» SOURCE EXTRACT:

§

For YARN single-job deployments, Flink 1.2 will not to any dynamic
classloading any more, but start with everything in the application
classpath.
For YARN sessions, Flink 1.2 still uses dynamic loading, to re-use hot
containers.

Best,
Stephan



On Mon, Jan 16, 2017 at 11:07 AM, Ufuk Celebi  wrote:

> @Giuliano: any updates? Very curious to figure out what's causing
> this. As Fabian said, this is most likely a class loading issue.
> Judging from the stack trace, you are not running with YARN but a
> standalone cluster. Is that correct? Class loading wise nothing
> changed between Flink 1.1 and Flink 1.2 with respect to class loading
> and standalone clusters. Did you put any JARs into the lib folder of
> Flink before submitting the job?
>
> – Ufuk
>
> On Thu, Jan 12, 2017 at 7:16 PM, Yury Ruchin 
> wrote:
> > Hi,
> >
> > I'd like to chime in since I've faced the same issue running Flink
> 1.1.4. I
> > have a long-running YARN session which I use to run multiple streaming
> jobs
> > concurrently. Once after cancelling and resubmitting the job I saw the "X
> > cannot be cast to X" ClassCastException exception in logs. I restarted
> YARN
> > session, then the problem disappeared.
> >
> > The class that failed to be cast was autogenerated by Avro compiler. I
> know
> > that Avro's Java binding does caching schemas in some static WeakHashMap.
> > I'm wondering whether that may step in the way of Flink classloading
> design.
> >
> > Anyway, I would be interested in watching the issue in Flink JIRA.

§

» DATA SUPPLIED:

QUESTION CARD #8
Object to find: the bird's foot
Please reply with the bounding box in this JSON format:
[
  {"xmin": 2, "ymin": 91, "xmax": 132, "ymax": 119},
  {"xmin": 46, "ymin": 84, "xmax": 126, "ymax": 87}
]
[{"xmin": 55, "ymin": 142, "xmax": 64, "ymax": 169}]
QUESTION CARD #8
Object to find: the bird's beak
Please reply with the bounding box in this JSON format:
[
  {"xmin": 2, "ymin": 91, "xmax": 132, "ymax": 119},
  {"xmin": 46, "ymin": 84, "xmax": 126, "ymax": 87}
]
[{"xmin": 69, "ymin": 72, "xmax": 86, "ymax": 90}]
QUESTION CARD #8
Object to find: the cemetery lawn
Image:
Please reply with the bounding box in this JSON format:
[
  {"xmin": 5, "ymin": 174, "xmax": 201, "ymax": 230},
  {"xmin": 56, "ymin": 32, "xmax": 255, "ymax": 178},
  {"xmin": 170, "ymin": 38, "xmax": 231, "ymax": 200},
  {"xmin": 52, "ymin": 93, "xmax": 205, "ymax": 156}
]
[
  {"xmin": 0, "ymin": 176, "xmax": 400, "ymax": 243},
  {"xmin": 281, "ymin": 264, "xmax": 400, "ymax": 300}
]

§

» EXERCISE TASKS:
- 1) Identify every line in the rows that contains the string "bird" and copy each such line in full. Case counts.
- 2) Write what comes next in the thread about Flink class loading, starting after its final sentence.

» EXERCISE RESPONSES:
- 1)
Object to find: the bird's foot
Object to find: the bird's beak

- 2)
> >
> > Giuliano, could you provide the issue number?
> >
> > Thanks,
> > Yury
> >
> > 2017-01-11 14:11 GMT+03:00 Fabian Hueske :
> >>
> >> Hi Guiliano,
> >>
> >> thanks for bringing up this issue.
> >> A "ClassCastException: X cannot be cast to X" often points to a
> >> classloader issue.
> >> So it might actually be a bug in Flink.
> >>
> >> I assume you submit the same application (same jar file) with the same
> >> command right?
> >> Did you cancel the job before resubmitting?
> >>
> >> Can you create a JIRA issue [1] for this bug (hit the read CREATE button
> >> on top) and include the commit hash from which you built Flink?
> >> It would be great if you could provide a short example program and
> >> instructions how to reproduce the problem.
> >>
> >> Thank you very much,
> >> Fabian
> >>
> >> [1] https://issues.apache.org/jira/browse/FLINK
> >>
> >>
> >>
> >> 2017-01-11 1:22 GMT+01:00 Giuliano Caliari  >:
> >>>
> >>> Hello,
> >>>
> >>>
> >>>
> >>> I need some guidance on how to report a bug.
> >>>
> >>>
> >>>
> >>> I’m testing version 1.2 on my local cluster and the first time I submit
> >>> the job everything works but whenever I re-submit the same job it
> fails with
> >>>
> >>> org.apache.flink.client.program.ProgramInvocationException: The
> program
> >>> execution failed: Job execution failed.
> >>>
> >>> at
> >>> org.apache.flink.client.program.ClusterClient.run(
> ClusterClient.java:427)
> >>>
> >>> at
> >>> org.apache.flink.client.program.StandaloneClusterClient.submitJob(
> StandaloneClusterClient.java:101)
> >>>
> >>> at
> >>> org.apache.flink.client.program.ClusterClient.run(
> ClusterClient.java:400)
> >>>
> >>> at
> >>> org.apache.flink.streaming.api.environment.StreamContextEnvironment.
> execute(StreamContextEnvironment.java:66)
> >>>
> >>> at
> >>> org.apache.flink.streaming.api.scala.StreamExecutionEnvironment.
> execute(StreamExecutionEnvironment.scala:634)
> >>>
> >>> at au.com.my.package.pTraitor.OneTrait.execute(Traitor.scala:147)
> >>>
> >>> at
> >>> au.com.my.package.pTraitor.TraitorAppOneTrait$.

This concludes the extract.